__Given instruction__.
Rewrite the data below, changing every "orange" to "yellow" and keeping everything else the same. Omit the pictures from your answer.

__Data to use__.
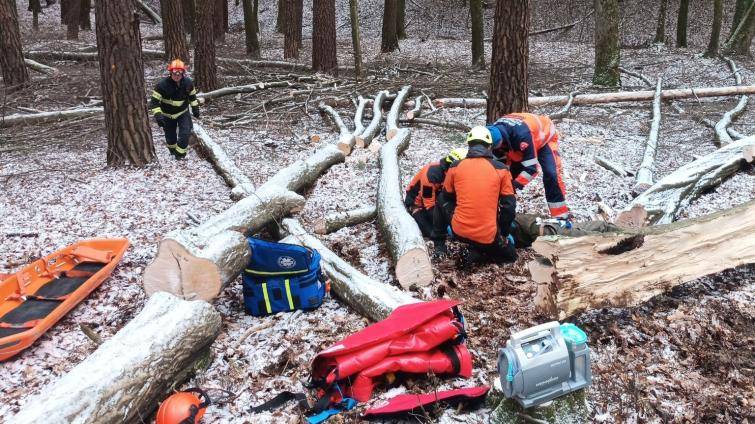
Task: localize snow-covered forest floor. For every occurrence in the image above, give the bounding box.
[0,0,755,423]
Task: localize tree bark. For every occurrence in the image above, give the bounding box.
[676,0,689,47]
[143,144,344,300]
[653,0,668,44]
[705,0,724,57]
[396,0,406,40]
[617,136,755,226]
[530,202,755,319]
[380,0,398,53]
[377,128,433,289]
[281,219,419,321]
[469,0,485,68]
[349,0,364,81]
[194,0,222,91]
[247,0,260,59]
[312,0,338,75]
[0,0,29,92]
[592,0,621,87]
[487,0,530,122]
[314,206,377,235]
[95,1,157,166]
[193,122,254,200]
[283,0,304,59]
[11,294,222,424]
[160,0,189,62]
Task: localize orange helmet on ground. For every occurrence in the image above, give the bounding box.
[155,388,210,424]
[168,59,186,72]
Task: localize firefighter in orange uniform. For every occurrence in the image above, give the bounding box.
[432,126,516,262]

__Solution__.
Task: localize snow-covered forest floor. For every occurrence in the image above, give the bounding box.
[0,0,755,423]
Task: localize tree bark. For every occurrence in the image above, give the bounding box.
[676,0,689,47]
[143,144,344,300]
[653,0,668,44]
[705,0,724,57]
[396,0,406,40]
[617,136,755,226]
[530,202,755,319]
[380,0,398,53]
[377,128,433,289]
[281,219,419,321]
[469,0,485,68]
[349,0,364,81]
[194,0,222,91]
[247,0,260,59]
[312,0,338,75]
[0,0,29,92]
[592,0,621,87]
[487,0,530,122]
[314,206,377,235]
[95,1,157,166]
[193,122,254,200]
[283,0,304,59]
[11,294,222,424]
[160,0,189,62]
Task: localize yellow helmet on ground. For every occurrence in the image above, give the bounding box.
[155,388,210,424]
[168,59,186,72]
Task: localize firefighter in yellow uniform. For every occurrence in the image above, give the bounding box.
[432,126,516,262]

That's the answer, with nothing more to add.